• Collected data:

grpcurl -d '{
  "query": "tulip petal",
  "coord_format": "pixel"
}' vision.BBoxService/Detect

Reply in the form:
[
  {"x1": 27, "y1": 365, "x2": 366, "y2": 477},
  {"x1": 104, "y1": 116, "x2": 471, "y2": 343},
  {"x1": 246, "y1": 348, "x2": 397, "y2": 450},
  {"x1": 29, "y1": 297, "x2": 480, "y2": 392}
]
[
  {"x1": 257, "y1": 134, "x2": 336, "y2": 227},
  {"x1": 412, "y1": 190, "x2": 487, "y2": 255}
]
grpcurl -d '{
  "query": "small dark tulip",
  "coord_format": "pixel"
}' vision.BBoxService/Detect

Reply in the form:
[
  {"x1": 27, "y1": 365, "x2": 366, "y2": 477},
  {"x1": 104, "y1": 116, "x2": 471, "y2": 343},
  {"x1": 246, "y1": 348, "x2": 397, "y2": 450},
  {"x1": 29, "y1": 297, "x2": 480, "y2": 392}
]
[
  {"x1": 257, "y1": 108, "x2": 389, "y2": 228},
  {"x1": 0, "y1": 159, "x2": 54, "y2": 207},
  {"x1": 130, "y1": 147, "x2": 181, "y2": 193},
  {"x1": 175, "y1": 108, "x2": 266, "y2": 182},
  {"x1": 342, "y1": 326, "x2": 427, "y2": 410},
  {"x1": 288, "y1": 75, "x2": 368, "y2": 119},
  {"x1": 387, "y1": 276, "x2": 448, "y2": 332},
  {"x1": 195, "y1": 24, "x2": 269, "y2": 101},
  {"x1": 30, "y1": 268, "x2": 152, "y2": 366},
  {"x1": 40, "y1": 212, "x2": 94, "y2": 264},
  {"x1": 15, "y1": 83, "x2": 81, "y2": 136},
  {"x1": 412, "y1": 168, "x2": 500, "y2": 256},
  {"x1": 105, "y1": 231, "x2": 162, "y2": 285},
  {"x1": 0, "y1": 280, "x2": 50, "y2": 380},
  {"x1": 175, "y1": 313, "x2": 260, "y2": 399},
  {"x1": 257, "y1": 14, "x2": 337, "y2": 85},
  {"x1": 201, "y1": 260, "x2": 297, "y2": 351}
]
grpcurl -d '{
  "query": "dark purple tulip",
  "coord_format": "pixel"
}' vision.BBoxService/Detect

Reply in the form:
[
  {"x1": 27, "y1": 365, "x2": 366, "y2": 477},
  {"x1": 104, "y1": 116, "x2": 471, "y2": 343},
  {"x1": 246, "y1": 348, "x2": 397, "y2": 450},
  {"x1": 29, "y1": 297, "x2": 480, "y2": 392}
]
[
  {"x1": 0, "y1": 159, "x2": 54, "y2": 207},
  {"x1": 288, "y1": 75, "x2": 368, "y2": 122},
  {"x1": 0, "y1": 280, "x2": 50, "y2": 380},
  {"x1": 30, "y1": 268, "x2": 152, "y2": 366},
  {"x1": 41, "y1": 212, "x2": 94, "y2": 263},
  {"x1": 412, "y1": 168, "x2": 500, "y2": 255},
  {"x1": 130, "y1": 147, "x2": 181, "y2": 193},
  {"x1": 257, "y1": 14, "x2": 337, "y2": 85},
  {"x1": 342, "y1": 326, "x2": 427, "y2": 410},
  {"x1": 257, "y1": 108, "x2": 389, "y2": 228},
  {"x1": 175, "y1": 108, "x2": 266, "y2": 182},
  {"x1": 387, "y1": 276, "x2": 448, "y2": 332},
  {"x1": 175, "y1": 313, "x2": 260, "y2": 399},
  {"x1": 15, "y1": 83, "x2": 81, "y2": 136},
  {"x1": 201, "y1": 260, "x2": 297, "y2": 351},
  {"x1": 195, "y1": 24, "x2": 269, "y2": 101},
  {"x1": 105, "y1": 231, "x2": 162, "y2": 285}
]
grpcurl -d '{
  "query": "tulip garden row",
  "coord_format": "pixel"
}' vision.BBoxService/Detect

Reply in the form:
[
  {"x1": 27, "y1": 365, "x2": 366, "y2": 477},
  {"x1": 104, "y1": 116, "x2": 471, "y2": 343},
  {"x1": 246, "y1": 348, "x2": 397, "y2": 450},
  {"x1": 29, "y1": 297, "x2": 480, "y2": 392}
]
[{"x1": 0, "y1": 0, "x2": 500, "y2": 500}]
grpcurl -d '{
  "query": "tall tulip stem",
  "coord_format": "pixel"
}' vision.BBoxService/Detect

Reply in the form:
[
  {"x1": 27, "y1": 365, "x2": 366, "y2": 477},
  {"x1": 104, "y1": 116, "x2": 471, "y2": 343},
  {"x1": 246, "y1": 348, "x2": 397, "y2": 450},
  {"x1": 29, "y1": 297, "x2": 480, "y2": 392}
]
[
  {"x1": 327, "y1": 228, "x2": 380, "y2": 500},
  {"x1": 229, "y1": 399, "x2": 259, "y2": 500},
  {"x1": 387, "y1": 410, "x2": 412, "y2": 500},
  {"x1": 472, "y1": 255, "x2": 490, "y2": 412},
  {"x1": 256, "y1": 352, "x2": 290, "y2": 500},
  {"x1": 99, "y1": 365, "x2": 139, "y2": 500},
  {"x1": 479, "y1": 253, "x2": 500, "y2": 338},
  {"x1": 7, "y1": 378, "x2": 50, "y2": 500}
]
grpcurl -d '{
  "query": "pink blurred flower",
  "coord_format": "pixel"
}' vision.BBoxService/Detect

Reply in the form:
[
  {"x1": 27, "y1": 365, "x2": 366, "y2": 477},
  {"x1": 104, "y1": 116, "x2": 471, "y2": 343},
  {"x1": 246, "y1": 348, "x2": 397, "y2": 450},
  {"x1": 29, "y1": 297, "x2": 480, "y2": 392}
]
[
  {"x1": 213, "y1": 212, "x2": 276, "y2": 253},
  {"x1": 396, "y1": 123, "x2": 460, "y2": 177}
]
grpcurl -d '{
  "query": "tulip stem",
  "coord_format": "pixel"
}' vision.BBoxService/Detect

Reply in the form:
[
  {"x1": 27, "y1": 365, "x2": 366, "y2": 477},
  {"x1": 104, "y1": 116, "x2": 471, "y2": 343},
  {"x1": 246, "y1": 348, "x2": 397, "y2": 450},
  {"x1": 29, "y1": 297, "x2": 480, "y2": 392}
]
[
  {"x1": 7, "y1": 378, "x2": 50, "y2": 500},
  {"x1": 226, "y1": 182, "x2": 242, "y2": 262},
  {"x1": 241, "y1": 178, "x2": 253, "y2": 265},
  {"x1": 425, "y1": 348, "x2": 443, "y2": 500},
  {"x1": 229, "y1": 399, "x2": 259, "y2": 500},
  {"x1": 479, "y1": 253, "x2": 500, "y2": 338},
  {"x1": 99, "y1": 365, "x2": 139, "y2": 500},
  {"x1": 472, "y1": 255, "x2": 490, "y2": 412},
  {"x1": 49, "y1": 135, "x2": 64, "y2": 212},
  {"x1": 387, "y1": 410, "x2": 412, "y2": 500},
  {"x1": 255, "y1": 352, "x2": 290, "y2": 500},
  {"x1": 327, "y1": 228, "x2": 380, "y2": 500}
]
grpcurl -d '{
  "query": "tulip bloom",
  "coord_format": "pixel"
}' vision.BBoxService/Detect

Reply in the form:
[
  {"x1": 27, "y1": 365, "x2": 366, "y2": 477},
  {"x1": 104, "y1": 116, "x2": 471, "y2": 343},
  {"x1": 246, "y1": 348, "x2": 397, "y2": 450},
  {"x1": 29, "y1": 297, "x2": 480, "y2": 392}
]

• REQUEST:
Count the lines in the records that contain the string "tulip", matching case exactly, and reply with the number alone.

• WRITTEN RESPONSE:
7